▸ Set exercise: Convert the listing below into a Markdown table with the columns Row and Line, putting a row number in the first column and the line itself in the second. Skip blank lines and omit the pictures.

▸ Given information:
########################################

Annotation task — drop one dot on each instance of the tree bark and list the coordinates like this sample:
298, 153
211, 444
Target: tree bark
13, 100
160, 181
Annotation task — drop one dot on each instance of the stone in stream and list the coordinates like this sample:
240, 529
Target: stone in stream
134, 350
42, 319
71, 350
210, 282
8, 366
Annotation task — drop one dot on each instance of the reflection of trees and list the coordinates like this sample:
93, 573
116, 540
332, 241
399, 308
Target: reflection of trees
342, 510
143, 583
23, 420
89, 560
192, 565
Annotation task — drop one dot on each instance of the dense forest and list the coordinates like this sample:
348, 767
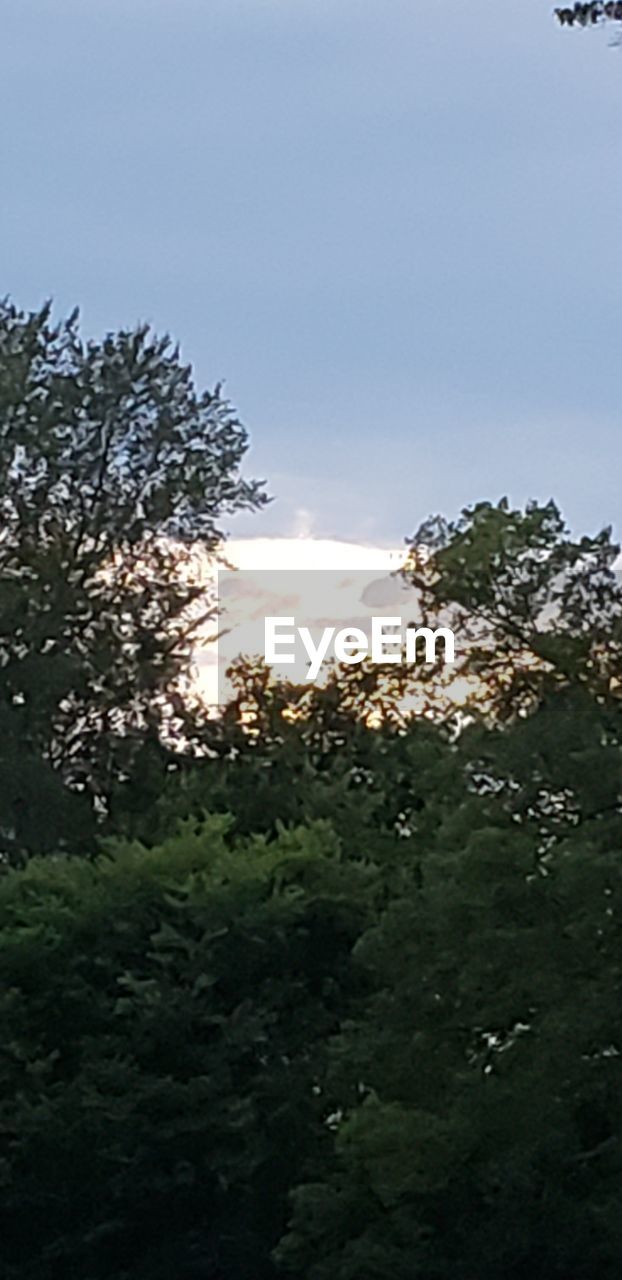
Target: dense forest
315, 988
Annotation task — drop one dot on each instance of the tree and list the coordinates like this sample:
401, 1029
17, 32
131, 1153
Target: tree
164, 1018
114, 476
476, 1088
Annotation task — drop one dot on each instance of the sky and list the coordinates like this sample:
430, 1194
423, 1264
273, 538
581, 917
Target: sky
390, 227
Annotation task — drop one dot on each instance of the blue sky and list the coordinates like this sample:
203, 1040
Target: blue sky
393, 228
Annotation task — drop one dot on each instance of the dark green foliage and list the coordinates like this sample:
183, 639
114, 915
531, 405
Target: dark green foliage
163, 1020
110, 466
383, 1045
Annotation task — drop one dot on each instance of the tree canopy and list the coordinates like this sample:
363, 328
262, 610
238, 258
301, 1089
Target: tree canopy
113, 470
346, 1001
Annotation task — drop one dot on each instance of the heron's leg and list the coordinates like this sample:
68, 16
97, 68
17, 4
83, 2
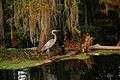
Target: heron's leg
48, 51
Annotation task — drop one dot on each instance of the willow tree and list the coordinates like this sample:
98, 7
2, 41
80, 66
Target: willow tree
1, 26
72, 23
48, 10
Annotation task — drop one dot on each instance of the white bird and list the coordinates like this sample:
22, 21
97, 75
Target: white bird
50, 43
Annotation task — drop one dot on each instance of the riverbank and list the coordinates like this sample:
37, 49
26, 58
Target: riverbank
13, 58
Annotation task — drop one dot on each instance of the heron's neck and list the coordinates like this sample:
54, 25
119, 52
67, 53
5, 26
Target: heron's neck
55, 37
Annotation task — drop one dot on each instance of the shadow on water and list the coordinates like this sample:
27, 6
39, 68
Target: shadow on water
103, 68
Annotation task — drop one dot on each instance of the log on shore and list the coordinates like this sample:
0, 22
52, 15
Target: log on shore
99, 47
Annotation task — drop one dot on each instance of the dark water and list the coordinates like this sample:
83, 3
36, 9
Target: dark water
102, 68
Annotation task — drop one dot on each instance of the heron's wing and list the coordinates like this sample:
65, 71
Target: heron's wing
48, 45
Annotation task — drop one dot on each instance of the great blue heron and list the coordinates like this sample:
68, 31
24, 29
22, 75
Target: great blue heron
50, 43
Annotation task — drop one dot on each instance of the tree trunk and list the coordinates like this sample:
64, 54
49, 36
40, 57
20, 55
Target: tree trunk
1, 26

########################################

▸ Final result:
| Row | Line |
|---|---|
| 1 | Annotation task — drop one dot on each instance of the tree bark and list the coordinates like this sample: |
| 2 | 298, 153 |
| 3 | 211, 444 |
| 4 | Target: tree bark |
| 5 | 13, 100 |
| 6 | 160, 181 |
| 7 | Annotation task — drop one dot on each instance of the stone in stream and list the coordinates like this sample: |
| 8 | 240, 529 |
| 9 | Target: stone in stream |
| 10 | 134, 350 |
| 11 | 42, 319 |
| 12 | 71, 350 |
| 13 | 210, 282 |
| 14 | 8, 366 |
| 15 | Annotation task — drop one dot on each instance of the reflection of trees and list the coordinates like this sample: |
| 16 | 93, 573 |
| 17 | 116, 540 |
| 18 | 332, 241 |
| 19 | 399, 308 |
| 20 | Target: reflection of trees |
| 21 | 342, 510 |
| 22 | 143, 583 |
| 23 | 23, 420 |
| 24 | 89, 560 |
| 25 | 192, 565 |
| 26 | Annotation task — drop one dot on each instance of the dense forest and list the coordinates like this sample: |
| 27 | 348, 767 |
| 28 | Target: dense forest |
| 29 | 315, 988 |
| 30 | Annotation task — drop one dot on each instance of the tree and list the coordinates like this sample: |
| 31 | 401, 1029 |
| 32 | 17, 32 |
| 33 | 131, 1153 |
| 34 | Target: tree |
| 35 | 164, 1018 |
| 36 | 114, 476 |
| 37 | 476, 1088 |
| 38 | Annotation task — drop one dot on each instance of the sky and list the coordinates like this sample: |
| 39 | 430, 1194 |
| 40 | 423, 1264 |
| 41 | 273, 538 |
| 42 | 581, 917 |
| 43 | Target: sky |
| 44 | 390, 227 |
| 45 | Annotation task — drop one dot on each instance of the blue sky and list the coordinates like this sample: |
| 46 | 203, 1040 |
| 47 | Target: blue sky |
| 48 | 393, 228 |
| 49 | Annotation task — drop one dot on each instance of the dark green foliage and list the coordinates like this sample: |
| 50 | 183, 639 |
| 51 | 114, 915 |
| 52 | 531, 405 |
| 53 | Target: dark green foliage |
| 54 | 163, 1020 |
| 55 | 110, 466 |
| 56 | 383, 1045 |
| 57 | Annotation task — drop one dot on each instance of the tree canopy and list the coordinates like this sample: |
| 58 | 363, 328 |
| 59 | 262, 610 |
| 60 | 238, 258 |
| 61 | 301, 1089 |
| 62 | Target: tree canopy |
| 63 | 113, 470 |
| 64 | 346, 1001 |
| 65 | Annotation task — drop one dot on each instance of the heron's leg and list the coordinates like this sample: |
| 66 | 68, 16 |
| 67 | 97, 68 |
| 68 | 17, 4 |
| 69 | 83, 2 |
| 70 | Target: heron's leg |
| 71 | 48, 51 |
| 72 | Annotation task — drop one dot on each instance of the willow tree and list the coordinates like this sample: |
| 73 | 98, 7 |
| 74 | 2, 41 |
| 75 | 80, 66 |
| 76 | Target: willow tree |
| 77 | 1, 26 |
| 78 | 72, 23 |
| 79 | 48, 10 |
| 80 | Annotation task — drop one dot on each instance of the white bird and list the coordinates like this sample: |
| 81 | 22, 21 |
| 82 | 97, 75 |
| 83 | Target: white bird |
| 84 | 50, 43 |
| 85 | Annotation task — drop one dot on each instance of the riverbank and list the coordinates like this sample: |
| 86 | 37, 49 |
| 87 | 26, 58 |
| 88 | Target: riverbank |
| 89 | 13, 58 |
| 90 | Annotation task — drop one dot on each instance of the heron's neck and list the coordinates like this sample: |
| 91 | 54, 25 |
| 92 | 119, 52 |
| 93 | 67, 53 |
| 94 | 5, 26 |
| 95 | Target: heron's neck |
| 96 | 55, 37 |
| 97 | Annotation task — drop one dot on each instance of the shadow on water and list the coordinates like this sample: |
| 98 | 27, 6 |
| 99 | 39, 68 |
| 100 | Target: shadow on water |
| 101 | 103, 68 |
| 102 | Annotation task — drop one dot on each instance of the log on shore and list the coordinates like this sample: |
| 103 | 0, 22 |
| 104 | 52, 15 |
| 105 | Target: log on shore |
| 106 | 99, 47 |
| 107 | Annotation task — drop one dot on each instance of the dark water and list the coordinates like this sample: |
| 108 | 83, 3 |
| 109 | 36, 9 |
| 110 | Target: dark water |
| 111 | 102, 68 |
| 112 | Annotation task — drop one dot on each instance of the heron's wing and list the coordinates like this sample: |
| 113 | 65, 71 |
| 114 | Target: heron's wing |
| 115 | 48, 45 |
| 116 | Annotation task — drop one dot on each instance of the great blue heron and list the coordinates like this sample: |
| 117 | 68, 31 |
| 118 | 24, 29 |
| 119 | 22, 75 |
| 120 | Target: great blue heron |
| 121 | 50, 43 |
| 122 | Annotation task — drop one dot on each instance of the tree trunk and list the coordinates like this sample: |
| 123 | 64, 54 |
| 124 | 49, 36 |
| 125 | 40, 57 |
| 126 | 20, 55 |
| 127 | Target: tree trunk |
| 128 | 1, 26 |